» **WHAT THE TASK ASKS**: Without the pictures, copy the entries below word for word.

» **ENTRIES SHOWN**:
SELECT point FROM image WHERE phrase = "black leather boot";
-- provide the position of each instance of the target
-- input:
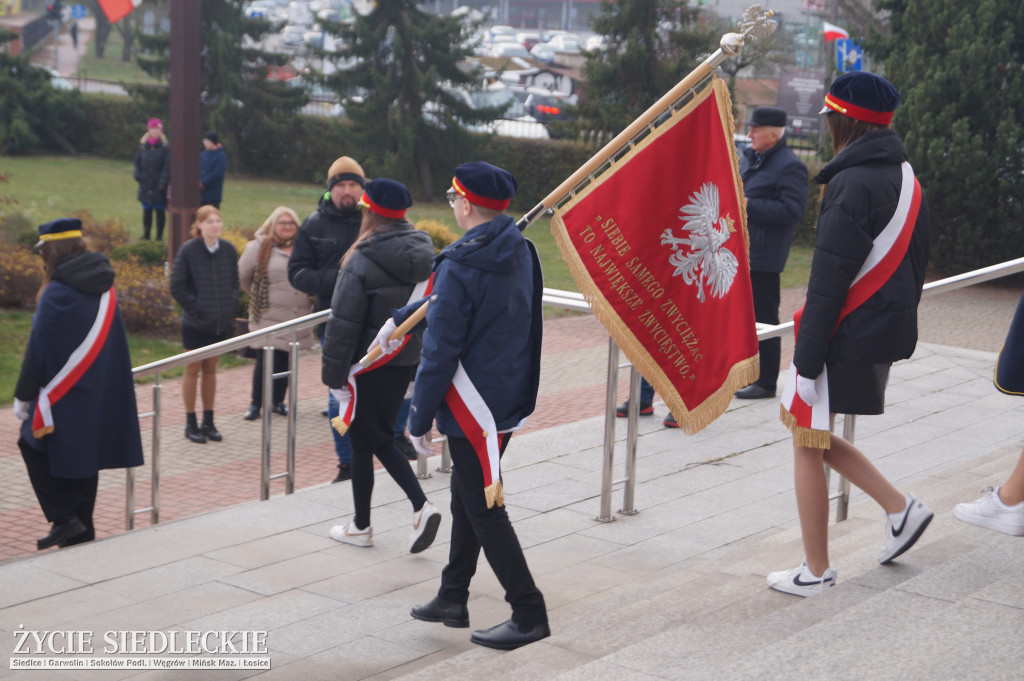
(192, 429)
(209, 429)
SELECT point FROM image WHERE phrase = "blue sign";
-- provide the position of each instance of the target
(848, 55)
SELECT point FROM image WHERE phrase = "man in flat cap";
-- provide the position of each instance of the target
(320, 244)
(478, 376)
(775, 185)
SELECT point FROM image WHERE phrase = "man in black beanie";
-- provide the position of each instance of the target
(320, 243)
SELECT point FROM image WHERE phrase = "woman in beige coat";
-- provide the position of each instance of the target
(263, 274)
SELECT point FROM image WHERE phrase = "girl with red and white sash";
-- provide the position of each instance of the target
(860, 315)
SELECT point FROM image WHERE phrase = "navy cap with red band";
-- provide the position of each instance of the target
(484, 184)
(863, 96)
(386, 197)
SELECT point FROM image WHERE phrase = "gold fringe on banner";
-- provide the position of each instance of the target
(494, 494)
(817, 439)
(742, 373)
(338, 424)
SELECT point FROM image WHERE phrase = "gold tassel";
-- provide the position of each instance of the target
(494, 494)
(45, 430)
(817, 439)
(339, 424)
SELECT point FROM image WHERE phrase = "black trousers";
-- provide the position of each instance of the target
(280, 384)
(380, 394)
(60, 497)
(475, 526)
(766, 300)
(147, 222)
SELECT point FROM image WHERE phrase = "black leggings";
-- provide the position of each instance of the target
(147, 222)
(380, 394)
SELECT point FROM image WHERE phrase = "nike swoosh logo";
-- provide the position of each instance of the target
(899, 530)
(800, 583)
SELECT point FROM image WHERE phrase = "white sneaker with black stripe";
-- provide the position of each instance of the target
(904, 528)
(802, 582)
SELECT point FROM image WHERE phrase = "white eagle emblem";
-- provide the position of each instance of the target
(707, 261)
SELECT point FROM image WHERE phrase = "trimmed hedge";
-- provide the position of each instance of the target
(300, 149)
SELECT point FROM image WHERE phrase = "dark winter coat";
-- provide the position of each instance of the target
(775, 186)
(212, 166)
(378, 278)
(153, 171)
(321, 242)
(486, 313)
(206, 285)
(863, 187)
(95, 423)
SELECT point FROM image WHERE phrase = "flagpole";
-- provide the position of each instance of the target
(756, 24)
(399, 333)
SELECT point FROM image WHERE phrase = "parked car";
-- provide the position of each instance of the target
(545, 104)
(515, 123)
(508, 50)
(543, 52)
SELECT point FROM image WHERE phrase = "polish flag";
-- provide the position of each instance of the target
(833, 32)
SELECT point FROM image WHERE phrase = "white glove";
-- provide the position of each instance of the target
(383, 337)
(806, 390)
(422, 443)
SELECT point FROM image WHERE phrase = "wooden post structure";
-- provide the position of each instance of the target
(184, 123)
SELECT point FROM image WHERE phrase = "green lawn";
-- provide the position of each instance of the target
(46, 187)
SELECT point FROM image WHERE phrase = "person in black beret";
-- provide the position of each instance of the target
(478, 377)
(212, 166)
(870, 255)
(775, 186)
(320, 245)
(378, 273)
(75, 394)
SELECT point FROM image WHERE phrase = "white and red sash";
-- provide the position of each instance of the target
(477, 424)
(346, 407)
(810, 423)
(75, 368)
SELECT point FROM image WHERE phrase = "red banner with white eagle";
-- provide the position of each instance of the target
(657, 245)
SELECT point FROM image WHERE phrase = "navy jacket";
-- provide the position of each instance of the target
(153, 172)
(212, 165)
(206, 285)
(96, 421)
(379, 277)
(321, 242)
(775, 186)
(863, 187)
(486, 313)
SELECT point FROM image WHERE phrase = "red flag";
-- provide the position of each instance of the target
(833, 32)
(117, 9)
(658, 246)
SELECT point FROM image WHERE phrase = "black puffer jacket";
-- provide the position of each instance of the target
(206, 285)
(321, 242)
(863, 187)
(378, 279)
(153, 171)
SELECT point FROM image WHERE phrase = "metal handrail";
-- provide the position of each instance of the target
(553, 297)
(563, 299)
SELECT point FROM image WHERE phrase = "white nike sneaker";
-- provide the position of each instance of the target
(425, 523)
(990, 512)
(351, 535)
(904, 528)
(802, 582)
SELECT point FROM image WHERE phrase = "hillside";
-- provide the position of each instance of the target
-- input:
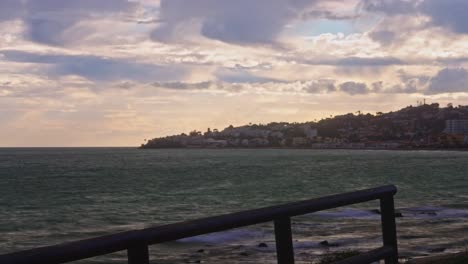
(410, 127)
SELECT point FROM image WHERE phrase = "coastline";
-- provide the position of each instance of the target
(318, 148)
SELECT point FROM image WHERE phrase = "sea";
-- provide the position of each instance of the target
(56, 195)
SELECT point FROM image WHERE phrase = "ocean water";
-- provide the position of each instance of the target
(55, 195)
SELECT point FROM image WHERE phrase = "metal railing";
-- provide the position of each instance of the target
(136, 242)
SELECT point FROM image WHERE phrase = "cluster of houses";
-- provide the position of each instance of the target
(422, 126)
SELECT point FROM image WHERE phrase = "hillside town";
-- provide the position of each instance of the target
(426, 126)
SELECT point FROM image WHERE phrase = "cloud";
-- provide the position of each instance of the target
(448, 14)
(242, 21)
(390, 7)
(49, 21)
(96, 68)
(354, 88)
(184, 85)
(449, 80)
(10, 9)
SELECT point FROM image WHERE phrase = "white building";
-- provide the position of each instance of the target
(456, 127)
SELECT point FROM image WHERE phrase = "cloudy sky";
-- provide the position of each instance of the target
(115, 72)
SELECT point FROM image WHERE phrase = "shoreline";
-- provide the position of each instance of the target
(322, 148)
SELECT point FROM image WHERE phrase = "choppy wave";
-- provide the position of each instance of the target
(415, 212)
(225, 237)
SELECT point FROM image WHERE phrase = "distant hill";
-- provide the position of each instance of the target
(410, 127)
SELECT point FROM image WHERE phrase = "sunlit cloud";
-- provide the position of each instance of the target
(116, 72)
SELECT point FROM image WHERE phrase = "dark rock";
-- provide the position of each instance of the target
(328, 244)
(428, 213)
(375, 211)
(437, 250)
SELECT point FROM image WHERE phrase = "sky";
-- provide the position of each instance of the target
(116, 72)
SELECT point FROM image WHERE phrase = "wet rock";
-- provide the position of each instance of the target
(377, 211)
(432, 213)
(328, 244)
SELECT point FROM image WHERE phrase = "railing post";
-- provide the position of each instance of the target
(283, 237)
(387, 209)
(138, 255)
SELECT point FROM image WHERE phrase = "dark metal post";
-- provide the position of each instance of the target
(138, 255)
(387, 209)
(283, 236)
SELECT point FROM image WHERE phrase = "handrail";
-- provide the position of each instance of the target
(136, 242)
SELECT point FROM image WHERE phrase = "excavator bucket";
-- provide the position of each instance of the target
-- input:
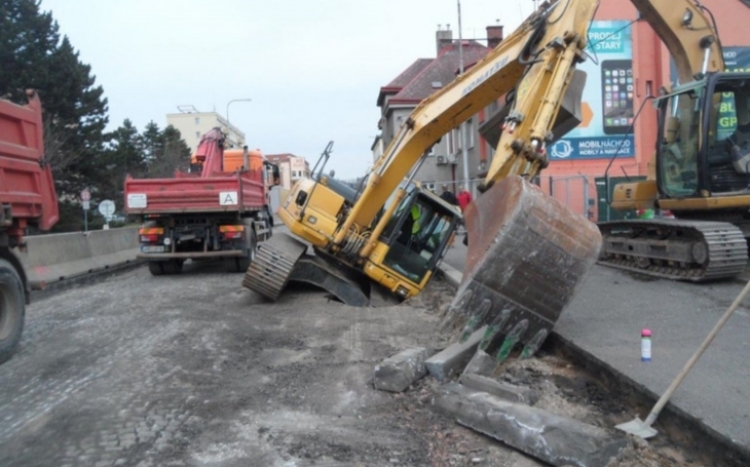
(528, 253)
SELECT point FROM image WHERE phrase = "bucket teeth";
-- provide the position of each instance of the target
(528, 253)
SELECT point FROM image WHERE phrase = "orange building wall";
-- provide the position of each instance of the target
(651, 70)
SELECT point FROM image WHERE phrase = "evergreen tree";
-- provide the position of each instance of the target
(174, 154)
(34, 56)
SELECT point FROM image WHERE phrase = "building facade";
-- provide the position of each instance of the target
(193, 124)
(291, 168)
(444, 164)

» **COMPLETED TASK**:
SELECT point FROM image WHERE phrase = "black leather boot";
-- provide the position of each instance of the target
-- input:
(192, 429)
(209, 429)
SELECT point FROM image WHERE phrase = "blue sign";
-- provide the position of each instance of the target
(848, 55)
SELECT point FROM image WHERE phrase = "man in flat cap";
-- provide the position of each instance of the target
(320, 244)
(478, 376)
(775, 185)
SELECT point FROM image WHERE phrase = "man in black beanie";
-- provide the position of each instance of the target
(320, 243)
SELECT point FROM image WHERE phrase = "woman in beige coat";
-- provide the position of each instance of the target
(263, 274)
SELECT point FROM image WHERE phrase = "girl with red and white sash";
-- provide the position of each instance of the target
(860, 315)
SELECT point FROM image WHERE phrase = "navy cap with red band";
-- provide the position of each instance of the target
(484, 184)
(863, 96)
(386, 197)
SELECT point FROM image WHERE phrase = "gold fringe on banner";
-- provide the position of each instance of the target
(494, 494)
(817, 439)
(742, 373)
(338, 424)
SELECT point FROM image WHERE phrase = "gold tassel";
-- provide the position of each instance of the target
(494, 494)
(45, 430)
(817, 439)
(339, 424)
SELECT point FROM image WHERE phrase = "black trousers";
-- provide the position of each instance of the target
(280, 384)
(380, 394)
(60, 497)
(475, 526)
(766, 300)
(147, 222)
SELECT point FROM image WHERE phrase = "black leggings";
-- provide the position of each instance of the target
(147, 222)
(380, 394)
SELECT point FROM image WHERE phrase = "nike swoosh logo";
-- provide the position of each instance of the target
(899, 530)
(800, 583)
SELECT point FROM image WHERE phrase = "white sneaker with black stripe";
-- provide the position of each instance of the target
(904, 528)
(802, 582)
SELECT point FROM image WHERE phrase = "white eagle emblem";
-- provide the position of each instance of the target
(707, 261)
SELECT point FROM image WHERE phrase = "trimmed hedge";
-- provide the position of each instance of the target
(300, 149)
SELECT point FROM image WHERE phrase = "dark winter coat";
-- provide the position of each instance of the target
(775, 186)
(212, 166)
(378, 278)
(153, 171)
(321, 242)
(486, 313)
(206, 285)
(863, 187)
(95, 423)
SELECT point FROM image WHERE phrase = "flagpole";
-- provide the position of each instance of the target
(756, 24)
(399, 333)
SELECT point FROM image WHERE phrase = "parked car";
-- provide the position of each instance of the target
(545, 104)
(515, 123)
(508, 50)
(543, 52)
SELECT point FROM image WHERE phrase = "polish flag";
-- provide the position of each instance of the target
(833, 32)
SELECT point FROM image WHERE phrase = "white glove";
-- provide the position of each instance of the target
(383, 337)
(806, 390)
(422, 443)
SELECT point FROM image WHERE phrase = "wooden post structure";
-- provide the position of each instance of the target
(184, 123)
SELECT point FROM image WHERE phrase = "green lawn";
-- provide the position of each instance of the target
(46, 187)
SELECT point FROM image WHERE phrase = "person in black beret";
-- provide the position of each instance of the target
(478, 377)
(212, 166)
(870, 255)
(775, 186)
(320, 245)
(378, 273)
(75, 394)
SELECT point FROM image WHERE phrase = "white and red sash";
-- provide the position of each instance of the target
(477, 424)
(346, 407)
(810, 423)
(75, 368)
SELECT point FROM image WHERE phrase = "red banner with white eagle";
-- provide the position of each instance of the target
(657, 245)
SELECT point FROM image WHERE phrase = "navy jacket";
-- provide the position of each instance of the target
(153, 172)
(212, 165)
(206, 285)
(96, 421)
(379, 277)
(321, 242)
(775, 186)
(863, 187)
(486, 313)
SELECT point FROM image WHERE phrase = "red flag";
-- provide the position of each instance of the target
(833, 32)
(117, 9)
(658, 246)
SELECT point FROM image WHERE phrase = "black puffer jacket";
-- provide the position of each instance of the target
(206, 285)
(321, 242)
(863, 187)
(378, 279)
(153, 171)
SELECT point FROM image WHERE phrase = "metal handrail";
-- provide the position of each instance of the target
(553, 297)
(563, 299)
SELECT point FROM image WHERE phrase = "white nike sneaker";
-- provide the position of each instance of the target
(425, 523)
(990, 512)
(351, 535)
(904, 528)
(802, 582)
SELECT point FROM image WHERE phrase = "hillside";
-- provide the position of each instance of the target
-- input:
(410, 127)
SELECT point FROM image WHERE phrase = "coastline";
-- provide the position of each instance of the target
(318, 148)
SELECT point FROM image WHERE phrase = "sea";
-- provide the position of each instance of the target
(56, 195)
SELECT point FROM image WHERE phrase = "ocean water";
-- provide the position of each instance of the target
(55, 195)
SELECT point FROM image WHERE phrase = "metal railing";
-- provide the position of each instance of the target
(136, 242)
SELECT point FROM image WHERE phrase = "cluster of houses";
-- provide the position of each instance of the target
(422, 126)
SELECT point FROM image WHERE phrase = "hillside town";
-- provide the position of each instance of the target
(426, 126)
SELECT point FROM image WHERE phrase = "cloud";
-- provide the position of each instance of the target
(448, 14)
(242, 21)
(390, 7)
(49, 21)
(96, 68)
(354, 88)
(184, 85)
(449, 80)
(10, 9)
SELECT point FROM image WHERE phrase = "white building";
-- provide the position of each instance of the target
(456, 127)
SELECT point FROM image WHERE phrase = "cloudy sky";
-- provide the position of each instance of the target
(115, 72)
SELECT point FROM image WHERE phrase = "shoreline";
-- provide the position of each instance of the target
(322, 148)
SELECT point FROM image WHERE phrase = "choppy wave";
-- provide the position of each instance of the target
(415, 212)
(225, 237)
SELECT point FROM image WHERE phrase = "distant hill";
-- provide the position of each instance of the target
(410, 127)
SELECT point FROM image WHERE phrase = "sunlit cloud";
-- provide the position of each instance of the target
(116, 72)
SELECT point FROM image WHERE phrase = "dark rock";
-- provide the position of each instance of the target
(328, 244)
(428, 213)
(375, 211)
(437, 250)
SELECT point FROM image WHERE phrase = "sky";
-- provide the position of each instance of the target
(116, 72)
SELECT point FROM image WHERE phrase = "wet rock";
-- provide the position of each instance of the target
(377, 211)
(432, 213)
(328, 244)
SELECT point FROM image WHERE phrase = "railing post";
-- provide the position of each instance of the target
(283, 237)
(387, 209)
(138, 255)
SELECT point FROM image WHERE phrase = "dark metal post";
-- provide the position of each instance of the target
(138, 255)
(387, 209)
(283, 236)
SELECT point FROM image WHERE phrase = "handrail";
-- provide the position of each instance of the target
(136, 242)
SELECT point FROM image WHERE phrase = "excavator bucket";
-- provide the position of each instance of the target
-- input:
(528, 253)
SELECT point FROM image WHERE phrase = "bucket teeth";
-- provide the position of each instance of the target
(528, 253)
SELECT point FROM image WHERE phrase = "orange building wall";
-- provide the position of each instance of the target
(651, 70)
SELECT point FROM image WHERE phrase = "evergreen tree";
-- provide the position of each instance of the target
(174, 154)
(34, 56)
SELECT point FROM image WHERE phrase = "building facade";
-- provide the position of each instance of the target
(193, 124)
(291, 168)
(444, 164)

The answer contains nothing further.